GIVEN REQUEST:
Please gather every line in the items below that contains the string "nose", matching case exactly.

===== DATA EXCERPTS =====

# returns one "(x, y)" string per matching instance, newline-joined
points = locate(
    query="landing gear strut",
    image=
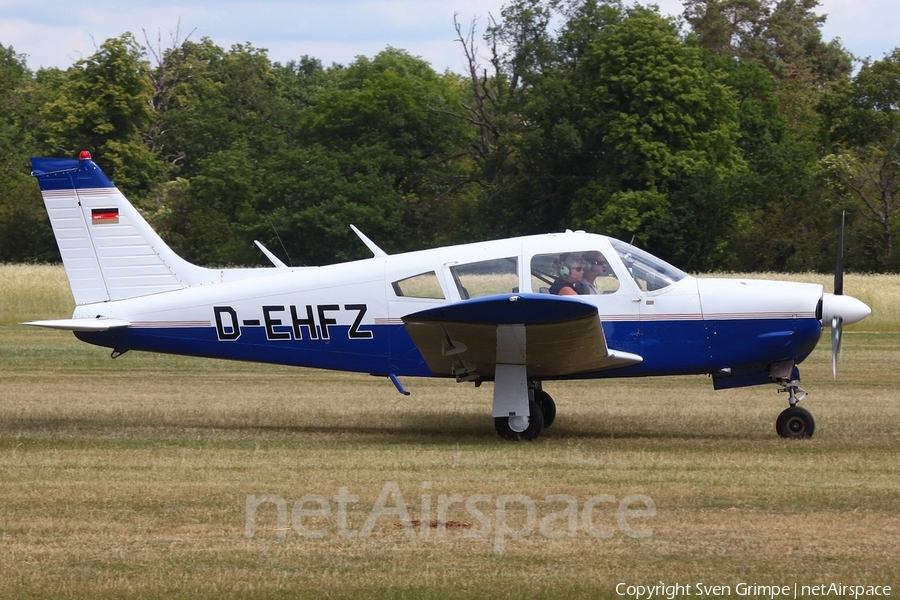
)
(795, 422)
(545, 402)
(521, 427)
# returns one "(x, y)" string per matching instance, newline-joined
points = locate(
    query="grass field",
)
(132, 477)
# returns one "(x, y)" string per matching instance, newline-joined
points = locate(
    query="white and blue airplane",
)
(474, 312)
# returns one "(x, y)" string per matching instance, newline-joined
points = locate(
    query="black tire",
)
(795, 423)
(535, 425)
(547, 405)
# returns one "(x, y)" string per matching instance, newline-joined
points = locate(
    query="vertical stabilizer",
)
(110, 252)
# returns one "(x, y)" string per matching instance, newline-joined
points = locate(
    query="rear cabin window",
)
(487, 278)
(424, 285)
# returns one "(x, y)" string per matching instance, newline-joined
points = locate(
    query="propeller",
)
(839, 310)
(837, 321)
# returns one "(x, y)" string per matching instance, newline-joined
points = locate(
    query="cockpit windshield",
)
(649, 272)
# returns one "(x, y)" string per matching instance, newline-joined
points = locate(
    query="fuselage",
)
(348, 316)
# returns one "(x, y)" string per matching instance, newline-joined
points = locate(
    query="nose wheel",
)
(795, 422)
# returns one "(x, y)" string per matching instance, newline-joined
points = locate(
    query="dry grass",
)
(129, 478)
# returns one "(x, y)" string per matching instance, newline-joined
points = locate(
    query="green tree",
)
(24, 228)
(659, 121)
(104, 105)
(861, 127)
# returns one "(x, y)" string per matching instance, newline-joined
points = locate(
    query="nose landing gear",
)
(795, 422)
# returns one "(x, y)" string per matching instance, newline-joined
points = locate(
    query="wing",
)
(552, 335)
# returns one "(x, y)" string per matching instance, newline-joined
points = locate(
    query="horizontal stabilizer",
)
(81, 324)
(551, 335)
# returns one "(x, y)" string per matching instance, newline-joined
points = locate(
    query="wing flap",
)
(552, 336)
(81, 324)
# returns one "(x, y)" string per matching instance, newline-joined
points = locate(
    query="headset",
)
(564, 270)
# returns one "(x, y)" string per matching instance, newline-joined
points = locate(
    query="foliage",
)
(734, 143)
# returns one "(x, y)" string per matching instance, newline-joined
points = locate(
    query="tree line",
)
(731, 138)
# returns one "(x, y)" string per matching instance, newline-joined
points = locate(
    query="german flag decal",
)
(104, 216)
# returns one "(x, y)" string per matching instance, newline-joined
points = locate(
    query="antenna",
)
(290, 262)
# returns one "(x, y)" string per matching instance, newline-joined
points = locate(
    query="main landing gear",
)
(541, 414)
(794, 422)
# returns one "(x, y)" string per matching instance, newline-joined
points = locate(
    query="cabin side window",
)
(487, 278)
(423, 285)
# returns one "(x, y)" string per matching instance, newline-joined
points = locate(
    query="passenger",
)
(595, 267)
(571, 270)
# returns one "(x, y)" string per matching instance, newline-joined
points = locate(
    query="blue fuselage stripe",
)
(667, 347)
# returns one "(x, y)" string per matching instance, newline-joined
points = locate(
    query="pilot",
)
(595, 266)
(571, 270)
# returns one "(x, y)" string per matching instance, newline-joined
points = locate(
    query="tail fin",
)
(110, 252)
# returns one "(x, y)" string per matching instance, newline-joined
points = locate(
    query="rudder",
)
(109, 251)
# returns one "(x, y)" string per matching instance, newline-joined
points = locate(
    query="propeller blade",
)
(839, 266)
(837, 331)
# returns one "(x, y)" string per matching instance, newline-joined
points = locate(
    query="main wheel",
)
(548, 406)
(795, 423)
(521, 428)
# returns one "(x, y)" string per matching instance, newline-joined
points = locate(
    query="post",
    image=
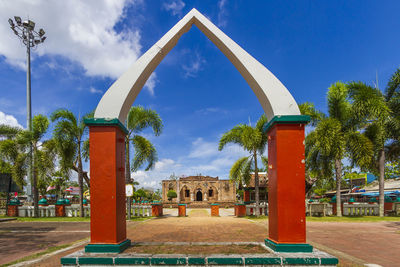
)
(107, 169)
(29, 119)
(286, 185)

=====

THE RESULT:
    query="nose wheel",
    query="nose landing gear",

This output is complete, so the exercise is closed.